▶ DATA IN THIS EXERCISE
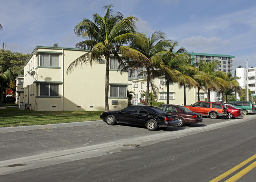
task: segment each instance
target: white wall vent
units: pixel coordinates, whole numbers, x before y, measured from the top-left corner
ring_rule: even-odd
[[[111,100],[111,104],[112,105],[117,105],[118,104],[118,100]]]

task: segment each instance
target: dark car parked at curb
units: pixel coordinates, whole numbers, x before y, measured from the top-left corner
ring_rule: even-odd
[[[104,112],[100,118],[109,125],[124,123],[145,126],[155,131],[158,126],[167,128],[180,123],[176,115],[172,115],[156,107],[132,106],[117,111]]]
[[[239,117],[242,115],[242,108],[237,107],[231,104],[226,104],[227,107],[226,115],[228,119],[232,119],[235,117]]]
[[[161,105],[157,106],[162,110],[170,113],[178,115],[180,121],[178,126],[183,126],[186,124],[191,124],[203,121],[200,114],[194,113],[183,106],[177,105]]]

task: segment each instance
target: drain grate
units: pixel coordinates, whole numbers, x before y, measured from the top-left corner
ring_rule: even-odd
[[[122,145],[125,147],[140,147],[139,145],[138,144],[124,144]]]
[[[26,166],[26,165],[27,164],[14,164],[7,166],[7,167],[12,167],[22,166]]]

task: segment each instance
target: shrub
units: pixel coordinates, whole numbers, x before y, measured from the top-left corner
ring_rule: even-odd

* * *

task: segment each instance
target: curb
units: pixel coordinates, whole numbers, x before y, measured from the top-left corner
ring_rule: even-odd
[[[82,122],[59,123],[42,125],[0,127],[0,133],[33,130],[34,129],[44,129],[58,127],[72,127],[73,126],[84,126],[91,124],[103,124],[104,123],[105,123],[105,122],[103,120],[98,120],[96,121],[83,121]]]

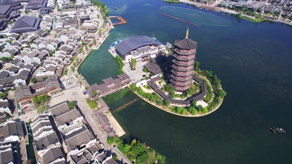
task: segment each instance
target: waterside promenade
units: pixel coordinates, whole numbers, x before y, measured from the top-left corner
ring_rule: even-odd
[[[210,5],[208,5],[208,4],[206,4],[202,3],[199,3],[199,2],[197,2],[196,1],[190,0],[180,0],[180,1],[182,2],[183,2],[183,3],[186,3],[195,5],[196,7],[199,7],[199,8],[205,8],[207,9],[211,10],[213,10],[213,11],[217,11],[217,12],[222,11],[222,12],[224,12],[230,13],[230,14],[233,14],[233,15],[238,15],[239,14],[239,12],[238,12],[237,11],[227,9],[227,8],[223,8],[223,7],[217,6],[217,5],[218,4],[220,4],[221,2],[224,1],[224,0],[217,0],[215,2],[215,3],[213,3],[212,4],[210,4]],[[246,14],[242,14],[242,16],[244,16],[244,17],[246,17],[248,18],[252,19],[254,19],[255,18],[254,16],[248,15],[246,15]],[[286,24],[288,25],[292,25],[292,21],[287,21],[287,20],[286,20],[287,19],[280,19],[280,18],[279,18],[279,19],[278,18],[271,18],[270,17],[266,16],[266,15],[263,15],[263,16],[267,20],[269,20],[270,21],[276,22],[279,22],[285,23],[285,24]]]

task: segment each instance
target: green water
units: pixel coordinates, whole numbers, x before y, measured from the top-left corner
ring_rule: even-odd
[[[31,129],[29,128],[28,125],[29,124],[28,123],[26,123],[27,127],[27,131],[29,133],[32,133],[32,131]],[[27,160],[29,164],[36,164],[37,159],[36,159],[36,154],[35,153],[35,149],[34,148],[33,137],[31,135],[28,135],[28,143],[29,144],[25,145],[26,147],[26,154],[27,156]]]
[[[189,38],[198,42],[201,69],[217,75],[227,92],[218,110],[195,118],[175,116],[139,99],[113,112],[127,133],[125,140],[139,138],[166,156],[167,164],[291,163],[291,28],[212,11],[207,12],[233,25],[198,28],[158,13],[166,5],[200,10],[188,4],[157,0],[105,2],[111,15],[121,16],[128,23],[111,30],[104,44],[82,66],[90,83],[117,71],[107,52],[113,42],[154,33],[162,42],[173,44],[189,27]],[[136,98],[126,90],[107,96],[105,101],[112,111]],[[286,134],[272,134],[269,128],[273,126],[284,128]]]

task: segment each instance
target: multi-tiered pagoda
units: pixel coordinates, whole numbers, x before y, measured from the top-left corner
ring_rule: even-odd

▶ WORK REQUIRED
Which lines of the listing contain the string "target"? Show each of them in full.

▶ SOLUTION TO THIS EXERCISE
target: white wall vent
target: dark car parked at curb
target: drain grate
target: shrub
target: curb
target: waterside promenade
target: green water
target: multi-tiered pagoda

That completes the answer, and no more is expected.